╭─ Data provided

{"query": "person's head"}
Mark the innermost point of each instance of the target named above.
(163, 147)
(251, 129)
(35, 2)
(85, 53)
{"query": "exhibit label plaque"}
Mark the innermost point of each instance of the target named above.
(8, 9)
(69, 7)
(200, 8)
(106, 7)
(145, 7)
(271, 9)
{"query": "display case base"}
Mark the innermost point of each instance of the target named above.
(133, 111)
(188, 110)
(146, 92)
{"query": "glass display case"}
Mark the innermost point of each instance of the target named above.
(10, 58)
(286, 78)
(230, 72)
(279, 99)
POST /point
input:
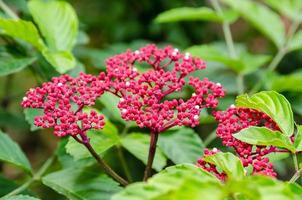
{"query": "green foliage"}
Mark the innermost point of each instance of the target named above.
(11, 152)
(181, 146)
(81, 184)
(181, 14)
(58, 24)
(177, 182)
(264, 137)
(290, 82)
(274, 105)
(229, 163)
(245, 64)
(262, 18)
(101, 141)
(290, 8)
(9, 65)
(30, 115)
(21, 197)
(138, 145)
(23, 30)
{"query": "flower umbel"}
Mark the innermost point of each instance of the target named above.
(143, 96)
(63, 100)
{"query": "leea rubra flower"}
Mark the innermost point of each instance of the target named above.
(143, 96)
(63, 99)
(235, 119)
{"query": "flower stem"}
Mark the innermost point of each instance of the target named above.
(108, 170)
(152, 150)
(123, 163)
(35, 177)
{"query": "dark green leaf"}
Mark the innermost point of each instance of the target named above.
(177, 182)
(81, 184)
(264, 137)
(11, 152)
(262, 18)
(274, 105)
(101, 141)
(290, 8)
(290, 82)
(10, 65)
(229, 163)
(138, 145)
(181, 146)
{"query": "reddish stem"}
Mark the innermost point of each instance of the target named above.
(152, 150)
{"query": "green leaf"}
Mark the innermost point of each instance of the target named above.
(290, 8)
(23, 30)
(187, 14)
(274, 105)
(245, 64)
(181, 146)
(177, 182)
(81, 184)
(262, 18)
(11, 152)
(10, 65)
(298, 138)
(101, 141)
(58, 24)
(30, 114)
(228, 162)
(21, 197)
(264, 137)
(138, 145)
(295, 42)
(290, 82)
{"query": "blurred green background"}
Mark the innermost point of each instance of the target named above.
(111, 27)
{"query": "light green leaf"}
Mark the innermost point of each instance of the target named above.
(262, 18)
(229, 163)
(21, 197)
(298, 138)
(290, 8)
(187, 14)
(177, 182)
(264, 137)
(138, 145)
(296, 42)
(58, 24)
(101, 141)
(23, 30)
(290, 82)
(181, 146)
(30, 114)
(245, 64)
(11, 152)
(10, 65)
(81, 184)
(274, 105)
(62, 61)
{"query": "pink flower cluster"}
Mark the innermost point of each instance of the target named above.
(144, 97)
(235, 119)
(63, 100)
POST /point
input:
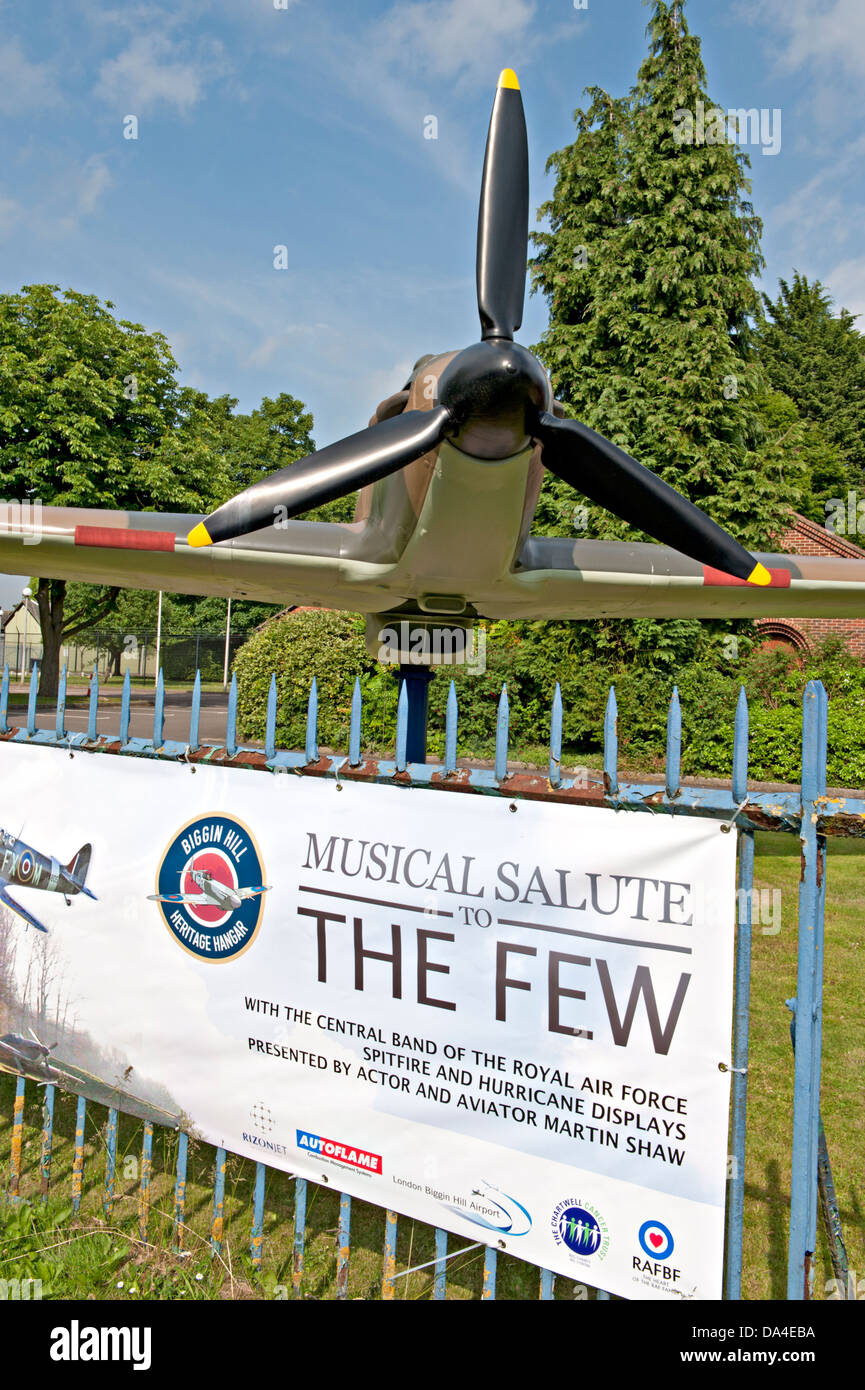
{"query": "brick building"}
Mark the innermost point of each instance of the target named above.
(805, 537)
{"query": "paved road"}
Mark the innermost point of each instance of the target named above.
(178, 704)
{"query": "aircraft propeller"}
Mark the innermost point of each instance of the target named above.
(494, 399)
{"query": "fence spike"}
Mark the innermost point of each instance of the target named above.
(501, 737)
(402, 727)
(125, 701)
(217, 1222)
(159, 710)
(555, 738)
(81, 1114)
(231, 722)
(296, 1276)
(180, 1190)
(441, 1264)
(195, 713)
(390, 1255)
(257, 1215)
(31, 701)
(4, 702)
(47, 1139)
(312, 724)
(810, 995)
(490, 1265)
(451, 731)
(143, 1187)
(344, 1246)
(673, 745)
(60, 731)
(93, 710)
(17, 1144)
(270, 724)
(355, 726)
(611, 744)
(107, 1203)
(740, 748)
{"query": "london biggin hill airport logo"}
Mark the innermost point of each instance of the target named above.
(581, 1229)
(210, 887)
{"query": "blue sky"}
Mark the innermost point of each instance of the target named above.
(305, 127)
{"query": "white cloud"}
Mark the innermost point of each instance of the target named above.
(846, 284)
(92, 182)
(10, 214)
(24, 85)
(810, 32)
(155, 70)
(452, 38)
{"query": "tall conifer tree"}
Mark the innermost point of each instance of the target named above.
(648, 270)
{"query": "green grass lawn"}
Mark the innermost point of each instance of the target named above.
(85, 1255)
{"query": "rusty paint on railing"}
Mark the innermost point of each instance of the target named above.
(390, 1255)
(217, 1223)
(78, 1158)
(143, 1187)
(14, 1184)
(47, 1134)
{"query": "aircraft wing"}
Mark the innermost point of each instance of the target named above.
(299, 562)
(22, 912)
(335, 565)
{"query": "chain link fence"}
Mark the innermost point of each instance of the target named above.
(114, 652)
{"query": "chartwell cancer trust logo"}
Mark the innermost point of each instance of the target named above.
(210, 887)
(657, 1239)
(581, 1229)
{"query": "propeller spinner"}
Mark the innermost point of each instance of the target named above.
(494, 399)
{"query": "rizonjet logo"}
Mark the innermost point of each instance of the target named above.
(77, 1343)
(341, 1153)
(210, 887)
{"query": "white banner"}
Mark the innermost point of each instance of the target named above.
(509, 1019)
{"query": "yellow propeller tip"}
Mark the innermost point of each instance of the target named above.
(760, 574)
(199, 535)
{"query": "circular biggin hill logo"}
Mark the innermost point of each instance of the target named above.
(580, 1228)
(210, 887)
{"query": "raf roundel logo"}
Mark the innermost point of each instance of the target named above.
(210, 887)
(657, 1239)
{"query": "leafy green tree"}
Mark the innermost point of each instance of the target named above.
(818, 360)
(92, 416)
(269, 438)
(648, 268)
(786, 432)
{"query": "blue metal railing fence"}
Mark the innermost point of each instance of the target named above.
(807, 813)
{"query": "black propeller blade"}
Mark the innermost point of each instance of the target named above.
(502, 223)
(492, 398)
(328, 473)
(608, 476)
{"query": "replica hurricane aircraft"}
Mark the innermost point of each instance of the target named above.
(213, 894)
(449, 471)
(25, 868)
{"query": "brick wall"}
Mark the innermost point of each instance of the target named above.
(805, 537)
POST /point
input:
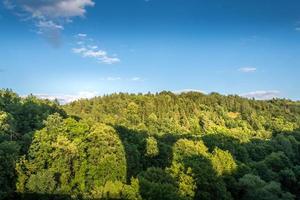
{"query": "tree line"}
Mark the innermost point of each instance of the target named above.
(149, 146)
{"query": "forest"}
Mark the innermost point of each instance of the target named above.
(149, 146)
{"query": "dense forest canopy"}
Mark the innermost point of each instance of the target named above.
(149, 146)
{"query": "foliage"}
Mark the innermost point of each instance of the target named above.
(151, 146)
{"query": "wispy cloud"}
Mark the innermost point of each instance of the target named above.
(67, 98)
(262, 95)
(113, 78)
(189, 90)
(135, 79)
(87, 49)
(116, 78)
(49, 16)
(247, 69)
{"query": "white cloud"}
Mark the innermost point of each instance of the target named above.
(247, 69)
(88, 50)
(49, 16)
(189, 90)
(135, 79)
(262, 95)
(67, 98)
(81, 35)
(113, 78)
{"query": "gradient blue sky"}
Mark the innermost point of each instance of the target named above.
(249, 47)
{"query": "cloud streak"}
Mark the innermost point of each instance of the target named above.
(49, 16)
(86, 48)
(247, 69)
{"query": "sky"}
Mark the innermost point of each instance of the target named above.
(81, 48)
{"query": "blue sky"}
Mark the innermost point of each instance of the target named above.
(71, 49)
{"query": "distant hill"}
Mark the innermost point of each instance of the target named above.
(186, 145)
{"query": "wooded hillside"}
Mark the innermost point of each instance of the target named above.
(149, 146)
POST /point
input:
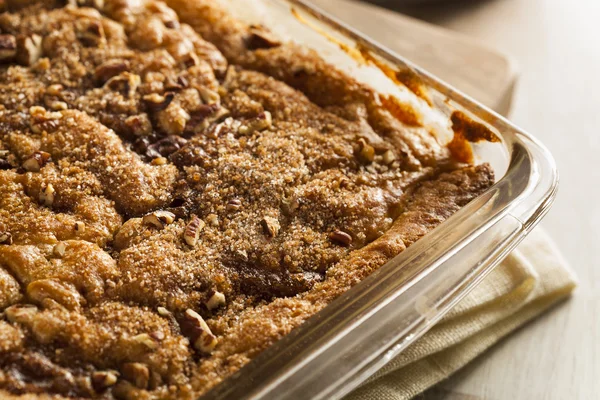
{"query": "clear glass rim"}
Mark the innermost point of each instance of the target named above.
(342, 345)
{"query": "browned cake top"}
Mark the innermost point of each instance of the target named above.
(171, 204)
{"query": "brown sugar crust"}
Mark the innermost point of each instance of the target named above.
(176, 198)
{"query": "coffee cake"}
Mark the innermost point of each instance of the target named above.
(179, 190)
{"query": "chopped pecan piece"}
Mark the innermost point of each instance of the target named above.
(217, 299)
(139, 125)
(366, 152)
(79, 227)
(90, 33)
(125, 83)
(137, 373)
(388, 157)
(36, 161)
(64, 294)
(198, 332)
(4, 163)
(146, 340)
(42, 120)
(204, 116)
(102, 380)
(109, 69)
(20, 313)
(29, 49)
(8, 47)
(271, 226)
(155, 102)
(163, 148)
(260, 123)
(173, 119)
(159, 161)
(47, 195)
(234, 205)
(192, 230)
(163, 312)
(6, 238)
(260, 38)
(159, 218)
(208, 96)
(341, 238)
(59, 249)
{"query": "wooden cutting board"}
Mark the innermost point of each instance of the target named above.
(483, 73)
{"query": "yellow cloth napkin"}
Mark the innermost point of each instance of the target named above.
(525, 284)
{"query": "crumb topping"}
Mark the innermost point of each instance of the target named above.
(175, 198)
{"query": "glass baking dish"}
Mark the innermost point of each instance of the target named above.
(339, 347)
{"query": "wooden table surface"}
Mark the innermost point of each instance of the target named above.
(556, 46)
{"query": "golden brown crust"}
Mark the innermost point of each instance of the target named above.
(174, 198)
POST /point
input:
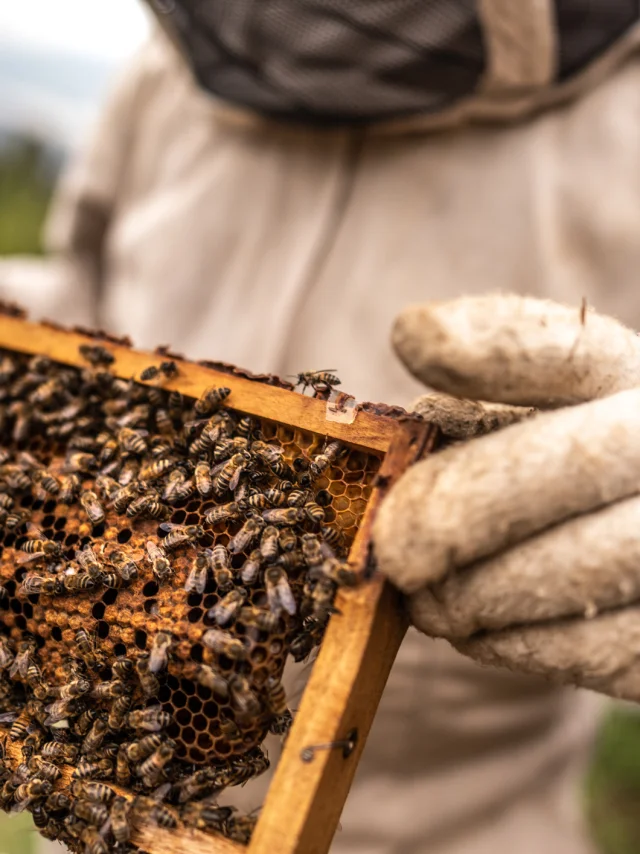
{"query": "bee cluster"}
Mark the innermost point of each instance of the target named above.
(160, 558)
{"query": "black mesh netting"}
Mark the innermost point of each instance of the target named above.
(332, 61)
(586, 28)
(355, 61)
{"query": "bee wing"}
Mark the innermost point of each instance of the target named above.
(168, 526)
(235, 480)
(286, 596)
(31, 558)
(153, 550)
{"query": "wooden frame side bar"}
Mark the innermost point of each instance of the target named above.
(368, 431)
(305, 799)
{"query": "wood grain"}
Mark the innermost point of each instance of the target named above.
(304, 801)
(368, 431)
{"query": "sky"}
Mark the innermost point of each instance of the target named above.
(57, 58)
(101, 29)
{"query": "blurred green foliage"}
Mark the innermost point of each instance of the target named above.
(27, 175)
(612, 787)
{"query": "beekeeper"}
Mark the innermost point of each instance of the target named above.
(272, 184)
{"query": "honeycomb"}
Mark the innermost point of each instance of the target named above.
(210, 729)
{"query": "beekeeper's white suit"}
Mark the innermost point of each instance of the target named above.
(284, 248)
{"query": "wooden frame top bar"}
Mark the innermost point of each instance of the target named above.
(368, 431)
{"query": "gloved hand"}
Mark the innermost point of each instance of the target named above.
(523, 546)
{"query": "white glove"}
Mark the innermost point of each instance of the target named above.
(523, 546)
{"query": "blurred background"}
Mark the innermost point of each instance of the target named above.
(53, 78)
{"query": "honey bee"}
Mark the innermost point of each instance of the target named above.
(93, 841)
(128, 471)
(34, 584)
(151, 719)
(94, 738)
(287, 540)
(151, 770)
(284, 516)
(149, 811)
(132, 441)
(108, 690)
(124, 495)
(86, 770)
(79, 462)
(148, 681)
(6, 654)
(269, 544)
(87, 650)
(118, 712)
(42, 547)
(168, 370)
(16, 520)
(33, 790)
(96, 355)
(198, 574)
(58, 802)
(246, 535)
(39, 767)
(75, 688)
(57, 751)
(157, 469)
(329, 455)
(148, 504)
(261, 619)
(180, 535)
(227, 609)
(228, 446)
(92, 507)
(90, 812)
(119, 815)
(47, 481)
(229, 729)
(222, 643)
(222, 513)
(281, 724)
(203, 479)
(227, 477)
(243, 698)
(123, 769)
(126, 567)
(207, 816)
(178, 487)
(210, 401)
(211, 679)
(251, 567)
(323, 381)
(159, 657)
(279, 593)
(159, 562)
(25, 652)
(266, 452)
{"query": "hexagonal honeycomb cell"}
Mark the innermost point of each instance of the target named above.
(124, 619)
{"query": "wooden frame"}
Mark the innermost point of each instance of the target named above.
(310, 786)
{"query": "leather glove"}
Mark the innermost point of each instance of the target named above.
(523, 546)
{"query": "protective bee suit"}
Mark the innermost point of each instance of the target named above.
(278, 203)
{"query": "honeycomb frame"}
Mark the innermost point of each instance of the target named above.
(309, 787)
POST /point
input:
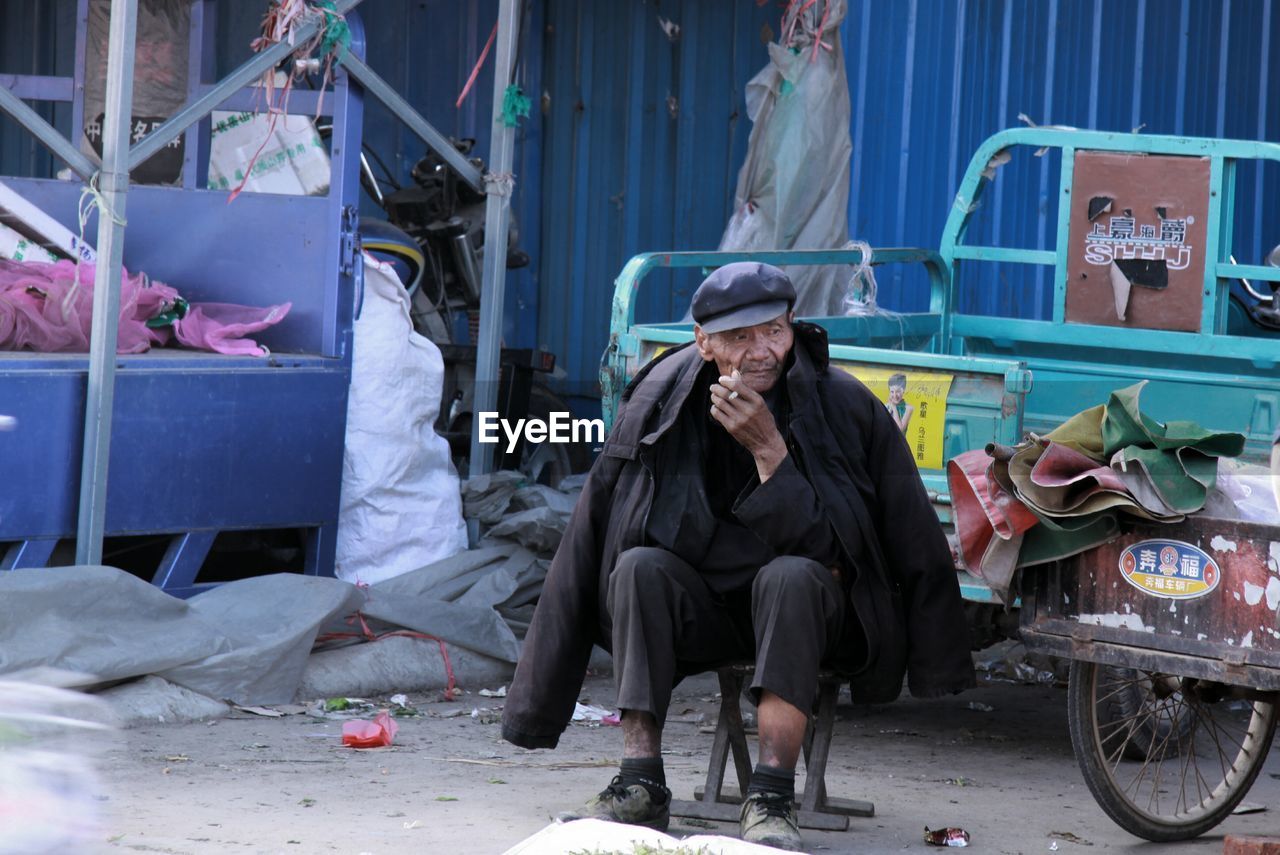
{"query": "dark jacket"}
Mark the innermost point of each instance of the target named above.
(903, 585)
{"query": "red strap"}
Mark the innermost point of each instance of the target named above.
(475, 72)
(369, 635)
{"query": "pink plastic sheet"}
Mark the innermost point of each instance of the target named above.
(44, 309)
(365, 734)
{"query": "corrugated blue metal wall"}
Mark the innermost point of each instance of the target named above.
(644, 136)
(638, 135)
(424, 47)
(36, 37)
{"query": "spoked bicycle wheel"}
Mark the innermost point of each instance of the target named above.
(1174, 755)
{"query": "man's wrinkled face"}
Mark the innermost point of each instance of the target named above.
(758, 352)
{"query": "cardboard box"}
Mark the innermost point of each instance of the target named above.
(293, 161)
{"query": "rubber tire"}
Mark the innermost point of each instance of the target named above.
(1114, 803)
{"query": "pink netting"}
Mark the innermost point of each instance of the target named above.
(44, 310)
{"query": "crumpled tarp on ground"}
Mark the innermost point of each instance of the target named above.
(533, 515)
(1056, 495)
(248, 641)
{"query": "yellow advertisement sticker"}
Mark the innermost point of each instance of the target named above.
(918, 403)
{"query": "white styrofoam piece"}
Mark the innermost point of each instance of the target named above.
(16, 247)
(23, 216)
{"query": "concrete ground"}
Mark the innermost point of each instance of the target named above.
(250, 783)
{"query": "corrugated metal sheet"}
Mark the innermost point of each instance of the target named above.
(643, 136)
(929, 79)
(636, 137)
(36, 37)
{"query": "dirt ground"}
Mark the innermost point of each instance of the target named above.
(449, 785)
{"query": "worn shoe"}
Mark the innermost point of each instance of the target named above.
(631, 805)
(769, 819)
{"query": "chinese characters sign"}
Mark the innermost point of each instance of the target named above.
(1137, 241)
(1169, 568)
(917, 401)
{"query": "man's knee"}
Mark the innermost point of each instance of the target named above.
(638, 568)
(791, 576)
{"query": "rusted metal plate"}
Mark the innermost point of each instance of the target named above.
(1202, 588)
(1137, 241)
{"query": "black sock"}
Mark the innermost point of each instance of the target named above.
(648, 772)
(772, 778)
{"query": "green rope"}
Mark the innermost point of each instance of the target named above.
(337, 35)
(515, 105)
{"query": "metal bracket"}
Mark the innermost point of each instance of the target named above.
(1018, 382)
(350, 237)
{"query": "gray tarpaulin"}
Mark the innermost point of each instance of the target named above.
(248, 640)
(456, 599)
(272, 622)
(99, 621)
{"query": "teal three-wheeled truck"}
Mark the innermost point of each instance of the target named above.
(1173, 702)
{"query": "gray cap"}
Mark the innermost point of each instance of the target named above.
(743, 293)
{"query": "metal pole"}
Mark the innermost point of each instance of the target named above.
(114, 184)
(497, 213)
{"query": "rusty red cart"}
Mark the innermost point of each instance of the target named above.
(1174, 640)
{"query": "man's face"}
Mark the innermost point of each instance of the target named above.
(758, 352)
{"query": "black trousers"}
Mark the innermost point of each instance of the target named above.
(666, 622)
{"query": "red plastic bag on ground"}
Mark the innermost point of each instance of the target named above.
(375, 734)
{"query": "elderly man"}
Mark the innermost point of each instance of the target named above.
(750, 502)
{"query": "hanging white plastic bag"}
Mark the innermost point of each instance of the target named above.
(792, 191)
(401, 499)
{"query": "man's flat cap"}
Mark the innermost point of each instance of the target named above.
(743, 293)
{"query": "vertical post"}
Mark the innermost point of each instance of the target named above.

╰─

Quote only the lines from the line containing "plastic bag on" through the end of the entries, keeping the first and the last.

● **Solution for this task**
{"query": "red plastic bag on ground"}
Mark the innermost point of each instance of the target named above.
(375, 734)
{"query": "elderly man"}
Mark the innermost point of each instance of the target named above.
(750, 502)
{"query": "hanging white plastic bag"}
Mark the innermost point of each instance of the target named above.
(792, 191)
(401, 499)
{"query": "man's flat cap"}
Mark the innermost point of each instance of the target named above.
(743, 293)
{"query": "vertical post"}
Mark the innermost point of each instance of the target named above.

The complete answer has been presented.